Report every line of the records that contains the word "cloud", matching case exactly.

>> Start Excerpted records

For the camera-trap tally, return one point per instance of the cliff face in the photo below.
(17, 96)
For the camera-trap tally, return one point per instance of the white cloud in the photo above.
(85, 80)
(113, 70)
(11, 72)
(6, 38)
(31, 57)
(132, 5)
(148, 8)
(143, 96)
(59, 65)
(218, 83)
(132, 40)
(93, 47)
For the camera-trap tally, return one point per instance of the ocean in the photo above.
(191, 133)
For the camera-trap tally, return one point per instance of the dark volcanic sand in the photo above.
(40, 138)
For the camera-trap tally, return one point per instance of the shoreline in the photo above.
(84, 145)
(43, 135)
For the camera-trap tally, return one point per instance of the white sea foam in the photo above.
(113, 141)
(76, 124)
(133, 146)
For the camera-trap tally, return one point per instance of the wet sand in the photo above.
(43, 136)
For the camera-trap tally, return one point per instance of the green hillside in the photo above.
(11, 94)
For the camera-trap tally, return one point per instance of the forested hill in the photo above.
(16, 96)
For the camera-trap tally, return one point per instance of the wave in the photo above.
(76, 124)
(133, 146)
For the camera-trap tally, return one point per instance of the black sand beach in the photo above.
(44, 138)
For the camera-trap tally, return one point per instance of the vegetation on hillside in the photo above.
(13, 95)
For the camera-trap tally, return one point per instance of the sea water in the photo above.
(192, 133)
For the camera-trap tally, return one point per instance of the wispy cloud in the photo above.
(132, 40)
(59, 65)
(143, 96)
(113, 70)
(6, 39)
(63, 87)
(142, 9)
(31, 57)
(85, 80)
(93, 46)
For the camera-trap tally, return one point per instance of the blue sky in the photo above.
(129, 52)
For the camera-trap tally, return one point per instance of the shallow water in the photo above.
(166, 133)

>> End Excerpted records
>> Start Excerpted records

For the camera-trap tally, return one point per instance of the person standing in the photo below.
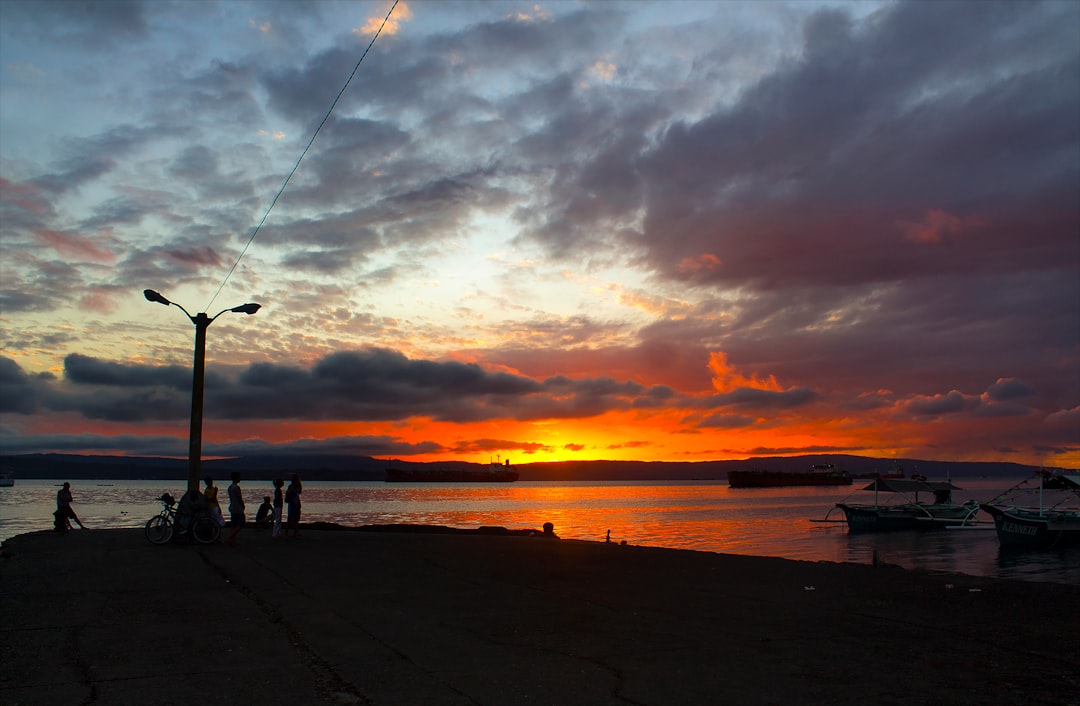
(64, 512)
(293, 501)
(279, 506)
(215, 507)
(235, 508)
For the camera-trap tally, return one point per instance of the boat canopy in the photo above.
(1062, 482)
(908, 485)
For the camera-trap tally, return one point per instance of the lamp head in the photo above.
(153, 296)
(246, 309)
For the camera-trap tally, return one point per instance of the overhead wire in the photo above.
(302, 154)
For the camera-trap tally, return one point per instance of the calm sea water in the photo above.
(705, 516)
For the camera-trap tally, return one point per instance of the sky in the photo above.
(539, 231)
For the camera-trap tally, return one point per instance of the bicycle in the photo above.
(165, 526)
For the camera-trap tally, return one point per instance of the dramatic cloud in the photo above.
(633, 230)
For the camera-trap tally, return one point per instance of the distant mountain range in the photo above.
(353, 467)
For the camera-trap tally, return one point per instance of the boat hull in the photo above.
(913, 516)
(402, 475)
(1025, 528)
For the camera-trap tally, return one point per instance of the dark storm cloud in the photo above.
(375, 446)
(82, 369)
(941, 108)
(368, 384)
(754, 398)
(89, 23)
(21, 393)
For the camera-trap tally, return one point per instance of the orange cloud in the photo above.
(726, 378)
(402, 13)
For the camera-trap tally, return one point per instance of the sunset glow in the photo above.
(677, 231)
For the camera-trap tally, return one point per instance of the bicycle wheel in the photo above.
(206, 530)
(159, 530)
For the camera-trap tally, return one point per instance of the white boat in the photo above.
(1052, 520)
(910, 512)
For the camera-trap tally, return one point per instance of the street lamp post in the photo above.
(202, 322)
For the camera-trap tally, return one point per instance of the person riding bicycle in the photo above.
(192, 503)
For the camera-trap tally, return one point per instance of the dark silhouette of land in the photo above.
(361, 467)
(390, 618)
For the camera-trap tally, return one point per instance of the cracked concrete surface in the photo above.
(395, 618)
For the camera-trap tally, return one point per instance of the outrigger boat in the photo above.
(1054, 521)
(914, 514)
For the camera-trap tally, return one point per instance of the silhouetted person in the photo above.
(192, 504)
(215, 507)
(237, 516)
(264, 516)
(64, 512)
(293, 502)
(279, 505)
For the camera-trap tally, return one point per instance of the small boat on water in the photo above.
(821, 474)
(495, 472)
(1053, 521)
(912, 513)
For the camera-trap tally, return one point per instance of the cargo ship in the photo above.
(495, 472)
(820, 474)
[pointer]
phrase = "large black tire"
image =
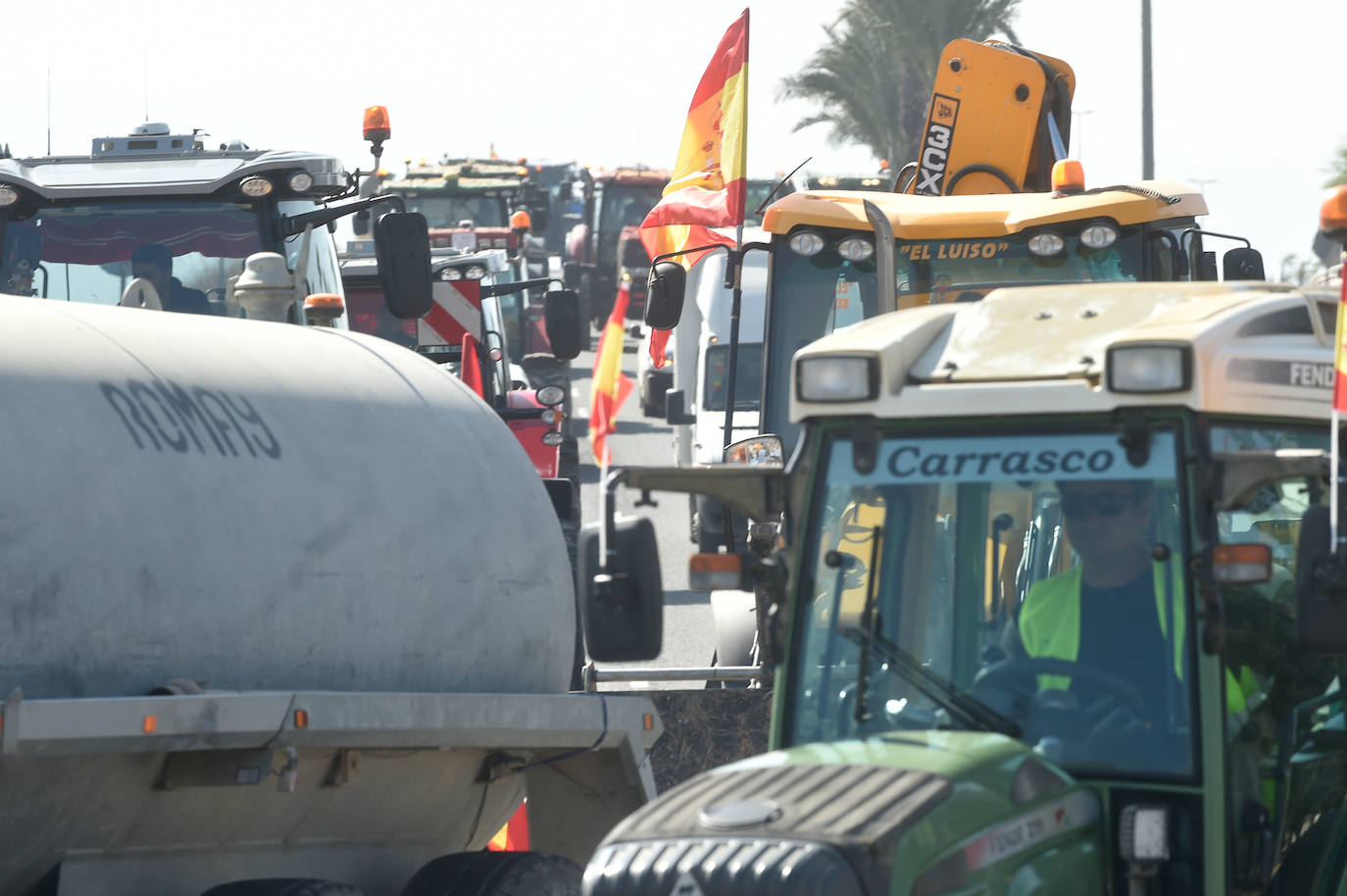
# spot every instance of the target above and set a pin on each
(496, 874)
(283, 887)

>> End Excerpted records

Written response:
For the camera-trap tally, return one point per instance of the white cloud in the photo above.
For the camera-trap tally, return one point per instance of the wispy cloud in the photo above.
For the camera-trap tally, return one point per instance of the dramatic cloud in the photo above.
For the camera-trap tally, return one point per instance of the dark storm cloud in the photo above.
For the camera-trap tally, return one point per instance of the orange cloud in the photo above.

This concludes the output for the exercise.